- _WRITTEN INSTRUCTION 1_:
Please translate this sentence from the increased-costs clause into Spanish: "If any Change in Law shall: (i) impose, modify or deem applicable any reserve, special deposit, compulsory loan, insurance charge or similar requirement against assets of, deposits with or for the account of, or advances, loans or other credit extended or participated in by, any Lender (except any reserve requirement reflected in the LIBOR Rate) or the Issuing Lender; (ii) subject any Recipient to any Taxes (other than (A) Indemnified Taxes and (B) Taxes described in clauses (b) through (d) of the definition of Excluded Taxes) on its loans, loan principal, letters of credit, commitments, or other obligations, or its deposits, reserves, other liabilities or capital attributable thereto, or (iii) impose on any Lender or the Issuing Lender or the London interbank market any other condition, cost or expense (other than Taxes) affecting this Agreement or Loans made by such Lender or any Letter of Credit or participation therein; and the result of any of the foregoing shall be to increase the cost to such Lender or such other Recipient of making, converting to, continuing or maintaining any Loan (or of maintaining its obligation to make any such Loan), or to increase the cost to such Lender, the Issuing Lender or such other Recipient of participating in, issuing or maintaining any Letter of Credit (or of maintaining its obligation to participate in or to issue any Letter of Credit), or to reduce the amount of any sum received or receivable by such Lender, the Issuing Lender or such other Recipient hereunder (whether of principal, interest or any other amount) then, upon written request of such Lender, the Issuing Lender or other Recipient, the Borrower shall promptly pay to any such Lender, the Issuing Lender or other Recipient, as the case may be, such additional amount or amounts as will compensate such Lender or the Issuing Lender, as the case may be, for such additional costs incurred or reduction suffered."

- _DOCUMENT EXCERPT_:

## begin

Section 4.10 Increased Costs.
(a) Increased Costs Generally. If any Change in Law shall:
(i) impose, modify or deem applicable any reserve, special deposit, compulsory loan, insurance charge or similar requirement against assets of, deposits with or for the account of, or advances, loans or other credit extended or participated in by, any Lender (except any reserve requirement reflected in the LIBOR Rate) or the Issuing Lender;
(ii) subject any Recipient to any Taxes (other than (A) Indemnified Taxes and (B) Taxes described in clauses (b) through (d) of the definition of Excluded Taxes) on its loans, loan principal, letters of credit, commitments, or other obligations, or its deposits, reserves, other liabilities or capital attributable thereto, or
(iii) impose on any Lender or the Issuing Lender or the London interbank market any other condition, cost or expense (other than Taxes) affecting this Agreement or Loans made by such Lender or any Letter of Credit or participation therein;
and the result of any of the foregoing shall be to increase the cost to such Lender or such other Recipient of making, converting to, continuing or maintaining any Loan (or of maintaining its obligation to make any such Loan), or to increase the cost to such Lender, the Issuing Lender or such other Recipient of participating in, issuing or maintaining any Letter of Credit (or of maintaining its obligation to participate in or to issue any Letter of Credit), or to reduce the amount of any sum received or receivable by such Lender, the Issuing Lender or such other Recipient hereunder (whether of principal, interest or any other amount) then, upon written request of such Lender, the Issuing Lender or other Recipient, the Borrower shall promptly pay to any such Lender, the Issuing Lender or other Recipient, as the case may be, such additional amount or amounts as will compensate such Lender or the Issuing Lender, as the case may be, for such additional costs incurred or reduction suffered.

## end

- _SUPPLIED DATA_:

## begin

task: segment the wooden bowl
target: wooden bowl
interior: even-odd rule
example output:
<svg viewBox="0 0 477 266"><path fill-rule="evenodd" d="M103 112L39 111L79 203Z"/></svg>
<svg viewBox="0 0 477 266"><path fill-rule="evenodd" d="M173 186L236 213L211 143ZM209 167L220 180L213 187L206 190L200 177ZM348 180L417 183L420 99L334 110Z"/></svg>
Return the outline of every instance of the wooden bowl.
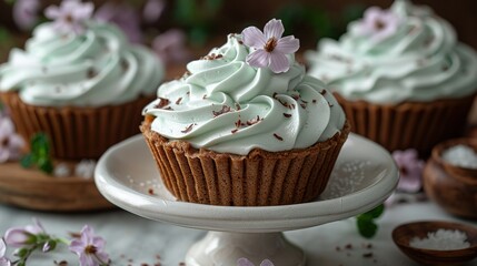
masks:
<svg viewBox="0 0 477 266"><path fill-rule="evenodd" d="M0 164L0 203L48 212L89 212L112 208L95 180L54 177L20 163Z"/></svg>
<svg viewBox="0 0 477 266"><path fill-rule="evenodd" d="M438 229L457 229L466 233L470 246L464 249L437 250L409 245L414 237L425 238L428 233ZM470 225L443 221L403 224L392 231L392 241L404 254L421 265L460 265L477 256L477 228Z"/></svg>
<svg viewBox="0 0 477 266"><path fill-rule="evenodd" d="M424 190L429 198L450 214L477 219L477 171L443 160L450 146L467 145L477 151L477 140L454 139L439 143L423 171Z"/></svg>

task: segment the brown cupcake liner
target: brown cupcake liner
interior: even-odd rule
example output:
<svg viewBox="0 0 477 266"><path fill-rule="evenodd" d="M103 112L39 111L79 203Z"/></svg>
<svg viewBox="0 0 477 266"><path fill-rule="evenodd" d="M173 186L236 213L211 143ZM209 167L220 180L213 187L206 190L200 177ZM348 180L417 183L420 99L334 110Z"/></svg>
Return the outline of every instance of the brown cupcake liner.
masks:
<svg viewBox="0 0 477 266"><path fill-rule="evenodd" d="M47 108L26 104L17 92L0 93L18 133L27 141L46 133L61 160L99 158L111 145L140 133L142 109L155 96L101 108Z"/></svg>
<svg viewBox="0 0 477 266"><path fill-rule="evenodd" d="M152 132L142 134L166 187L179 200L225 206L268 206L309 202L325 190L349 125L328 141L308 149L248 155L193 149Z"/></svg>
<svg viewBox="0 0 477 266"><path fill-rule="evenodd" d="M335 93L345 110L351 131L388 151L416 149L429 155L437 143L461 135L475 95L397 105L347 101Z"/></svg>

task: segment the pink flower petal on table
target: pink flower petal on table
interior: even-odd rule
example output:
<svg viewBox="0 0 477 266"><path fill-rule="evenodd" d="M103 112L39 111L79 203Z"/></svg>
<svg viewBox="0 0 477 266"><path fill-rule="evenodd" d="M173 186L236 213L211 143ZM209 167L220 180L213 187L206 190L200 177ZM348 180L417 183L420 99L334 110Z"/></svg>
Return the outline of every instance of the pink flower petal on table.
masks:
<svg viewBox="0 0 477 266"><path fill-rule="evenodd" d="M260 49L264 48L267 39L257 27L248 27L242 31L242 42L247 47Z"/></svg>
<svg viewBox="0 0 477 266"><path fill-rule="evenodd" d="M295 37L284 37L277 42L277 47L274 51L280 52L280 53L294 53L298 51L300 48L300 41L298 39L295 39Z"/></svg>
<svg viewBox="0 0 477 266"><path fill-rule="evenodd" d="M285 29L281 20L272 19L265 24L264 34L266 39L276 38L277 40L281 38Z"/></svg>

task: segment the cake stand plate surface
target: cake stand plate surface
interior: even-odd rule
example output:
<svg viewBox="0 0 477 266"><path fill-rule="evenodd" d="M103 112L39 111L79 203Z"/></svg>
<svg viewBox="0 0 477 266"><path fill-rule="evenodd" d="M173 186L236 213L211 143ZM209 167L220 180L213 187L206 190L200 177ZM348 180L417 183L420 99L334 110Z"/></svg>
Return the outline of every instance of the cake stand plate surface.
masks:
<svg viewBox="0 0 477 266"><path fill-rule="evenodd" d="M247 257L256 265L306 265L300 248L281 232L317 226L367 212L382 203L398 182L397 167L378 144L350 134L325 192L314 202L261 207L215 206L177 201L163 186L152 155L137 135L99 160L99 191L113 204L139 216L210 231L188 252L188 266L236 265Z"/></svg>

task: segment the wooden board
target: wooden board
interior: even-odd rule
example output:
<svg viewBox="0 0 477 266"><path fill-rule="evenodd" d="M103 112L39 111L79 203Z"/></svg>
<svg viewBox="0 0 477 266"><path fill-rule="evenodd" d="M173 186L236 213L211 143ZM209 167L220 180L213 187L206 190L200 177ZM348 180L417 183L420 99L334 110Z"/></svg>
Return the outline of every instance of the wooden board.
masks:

## end

- _WRITTEN INSTRUCTION 2_:
Count the lines in the rows that contain the string "task", treating case as significant. Give only the number.

- _COMPLETE ANSWER 1_:
Si algún Cambio en la Ley: (i) impone, modifica o considera aplicable cualquier reserva, depósito especial, préstamo obligatorio, cargo de seguro o requisito similar sobre activos de, depósitos en o por cuenta de, o anticipos, préstamos u otro crédito otorgado por, o en el que participe, cualquier Prestamista (salvo cualquier requisito de reserva reflejado en la Tasa LIBOR) o el Prestamista Emisor; (ii) somete a cualquier Receptor a cualesquiera Impuestos (distintos de (A) los Impuestos Indemnizados y (B) los Impuestos descritos en los incisos (b) a (d) de la definición de Impuestos Excluidos) sobre sus préstamos, principal de préstamos, cartas de crédito, compromisos u otras obligaciones, o sus depósitos, reservas, otros pasivos o capital atribuibles a ellos, o (iii) impone a cualquier Prestamista, al Prestamista Emisor o al mercado interbancario de Londres cualquier otra condición, costo o gasto (distinto de Impuestos) que afecte a este Contrato, a los Préstamos otorgados por dicho Prestamista o a cualquier Carta de Crédito o participación en ella; y el resultado de cualquiera de lo anterior es aumentar el costo para dicho Prestamista o dicho otro Receptor de otorgar, convertir, continuar o mantener cualquier Préstamo (o de mantener su obligación de otorgar dicho Préstamo), o aumentar el costo para dicho Prestamista, el Prestamista Emisor o dicho otro Receptor de participar en, emitir o mantener cualquier Carta de Crédito (o de mantener su obligación de participar en o emitir cualquier Carta de Crédito), o reducir el monto de cualquier suma recibida o por recibir por dicho Prestamista, el Prestamista Emisor o dicho otro Receptor conforme al presente (ya sea de principal, intereses o cualquier otro monto), entonces, previa solicitud por escrito de dicho Prestamista, el Prestamista Emisor u otro Receptor, el Prestatario pagará sin demora a dicho Prestamista, el Prestamista Emisor u otro Receptor, según sea el caso, el monto o los montos adicionales que compensen a dicho Prestamista o al Prestamista Emisor, según sea el caso, por dichos costos adicionales incurridos o la reducción sufrida.

- _COMPLETE ANSWER 2_:
5